:: Directions for this task ::
Scan the data for "mouth" and copy the lines it appears in.

Natural language region descriptions:
________________

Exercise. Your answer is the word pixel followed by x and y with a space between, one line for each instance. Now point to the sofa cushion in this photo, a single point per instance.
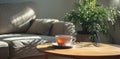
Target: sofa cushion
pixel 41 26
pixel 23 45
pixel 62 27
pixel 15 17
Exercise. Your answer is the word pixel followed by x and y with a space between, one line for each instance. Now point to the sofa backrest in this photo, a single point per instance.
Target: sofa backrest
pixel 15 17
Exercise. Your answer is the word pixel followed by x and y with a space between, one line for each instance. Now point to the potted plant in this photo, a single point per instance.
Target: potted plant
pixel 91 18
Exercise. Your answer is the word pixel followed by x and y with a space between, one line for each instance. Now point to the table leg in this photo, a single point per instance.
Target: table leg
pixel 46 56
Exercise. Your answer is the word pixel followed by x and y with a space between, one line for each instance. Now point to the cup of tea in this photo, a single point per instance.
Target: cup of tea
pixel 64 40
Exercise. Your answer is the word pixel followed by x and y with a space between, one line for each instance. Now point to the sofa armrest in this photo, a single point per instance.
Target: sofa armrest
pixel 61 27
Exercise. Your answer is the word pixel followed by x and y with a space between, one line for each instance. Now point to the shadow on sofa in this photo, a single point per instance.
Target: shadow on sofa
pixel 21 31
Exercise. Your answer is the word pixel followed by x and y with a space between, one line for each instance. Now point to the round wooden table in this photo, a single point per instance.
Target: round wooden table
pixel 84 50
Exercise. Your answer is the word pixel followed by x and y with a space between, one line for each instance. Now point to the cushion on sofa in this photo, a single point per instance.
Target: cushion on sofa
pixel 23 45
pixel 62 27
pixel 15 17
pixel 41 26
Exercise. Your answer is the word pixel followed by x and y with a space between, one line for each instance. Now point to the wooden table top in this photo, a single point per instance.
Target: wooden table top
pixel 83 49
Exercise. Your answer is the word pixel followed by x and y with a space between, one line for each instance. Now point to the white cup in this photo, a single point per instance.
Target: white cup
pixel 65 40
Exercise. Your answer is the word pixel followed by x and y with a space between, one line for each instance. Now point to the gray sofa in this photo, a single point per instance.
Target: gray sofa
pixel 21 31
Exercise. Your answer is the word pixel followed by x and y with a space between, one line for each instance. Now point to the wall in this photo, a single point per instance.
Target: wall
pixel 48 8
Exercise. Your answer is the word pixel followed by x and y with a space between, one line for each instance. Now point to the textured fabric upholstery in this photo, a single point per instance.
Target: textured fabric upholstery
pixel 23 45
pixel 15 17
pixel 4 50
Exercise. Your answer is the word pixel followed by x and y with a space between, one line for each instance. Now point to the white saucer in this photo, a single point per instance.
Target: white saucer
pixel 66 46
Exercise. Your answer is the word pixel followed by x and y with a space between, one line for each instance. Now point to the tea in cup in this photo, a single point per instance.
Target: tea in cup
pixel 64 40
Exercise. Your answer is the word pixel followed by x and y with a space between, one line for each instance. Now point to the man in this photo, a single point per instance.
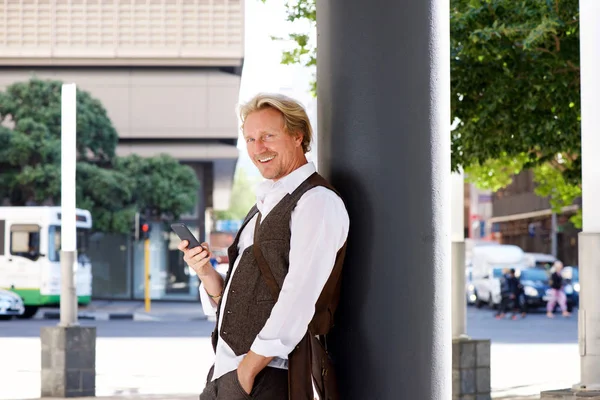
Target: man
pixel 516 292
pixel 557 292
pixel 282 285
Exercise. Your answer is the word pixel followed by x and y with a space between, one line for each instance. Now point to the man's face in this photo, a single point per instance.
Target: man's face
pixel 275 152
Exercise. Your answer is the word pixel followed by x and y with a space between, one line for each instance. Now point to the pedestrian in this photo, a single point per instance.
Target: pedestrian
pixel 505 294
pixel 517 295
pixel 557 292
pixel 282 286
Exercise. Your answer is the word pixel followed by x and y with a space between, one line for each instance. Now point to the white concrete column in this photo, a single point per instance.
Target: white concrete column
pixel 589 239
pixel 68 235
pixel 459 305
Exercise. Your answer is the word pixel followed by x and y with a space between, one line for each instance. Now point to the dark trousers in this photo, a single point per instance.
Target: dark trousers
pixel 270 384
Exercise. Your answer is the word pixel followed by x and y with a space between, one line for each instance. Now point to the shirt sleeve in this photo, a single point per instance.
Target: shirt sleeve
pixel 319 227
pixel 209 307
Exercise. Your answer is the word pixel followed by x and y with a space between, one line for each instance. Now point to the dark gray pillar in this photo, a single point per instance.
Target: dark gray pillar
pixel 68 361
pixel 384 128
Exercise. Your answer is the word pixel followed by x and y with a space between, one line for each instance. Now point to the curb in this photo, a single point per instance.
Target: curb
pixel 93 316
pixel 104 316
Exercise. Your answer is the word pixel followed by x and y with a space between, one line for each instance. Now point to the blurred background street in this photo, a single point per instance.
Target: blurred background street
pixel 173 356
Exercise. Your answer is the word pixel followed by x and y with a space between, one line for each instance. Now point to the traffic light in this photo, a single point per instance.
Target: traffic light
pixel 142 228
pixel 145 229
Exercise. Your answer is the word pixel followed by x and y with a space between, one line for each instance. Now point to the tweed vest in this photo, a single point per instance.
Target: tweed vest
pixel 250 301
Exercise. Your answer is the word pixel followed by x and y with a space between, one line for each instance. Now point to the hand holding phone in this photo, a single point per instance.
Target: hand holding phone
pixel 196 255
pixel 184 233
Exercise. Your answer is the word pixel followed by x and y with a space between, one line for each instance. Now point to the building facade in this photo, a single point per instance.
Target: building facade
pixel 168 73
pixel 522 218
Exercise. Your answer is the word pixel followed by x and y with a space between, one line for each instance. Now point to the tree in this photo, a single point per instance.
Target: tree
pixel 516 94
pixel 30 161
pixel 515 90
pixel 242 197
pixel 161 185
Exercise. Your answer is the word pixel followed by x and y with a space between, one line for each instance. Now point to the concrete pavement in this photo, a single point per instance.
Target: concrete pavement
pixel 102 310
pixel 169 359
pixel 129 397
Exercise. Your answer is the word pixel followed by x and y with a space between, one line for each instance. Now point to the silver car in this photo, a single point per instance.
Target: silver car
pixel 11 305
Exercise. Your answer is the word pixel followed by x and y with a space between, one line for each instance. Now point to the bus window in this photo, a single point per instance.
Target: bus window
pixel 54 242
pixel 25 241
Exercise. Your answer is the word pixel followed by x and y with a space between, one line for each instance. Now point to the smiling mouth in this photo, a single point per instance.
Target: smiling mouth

________________

:: Exercise solution ::
Exercise. Your answer is the word pixel followed by x and y with a space between, one line for each instance. Now point to the smiling mouth in this photo, a single point per instance.
Target: smiling mouth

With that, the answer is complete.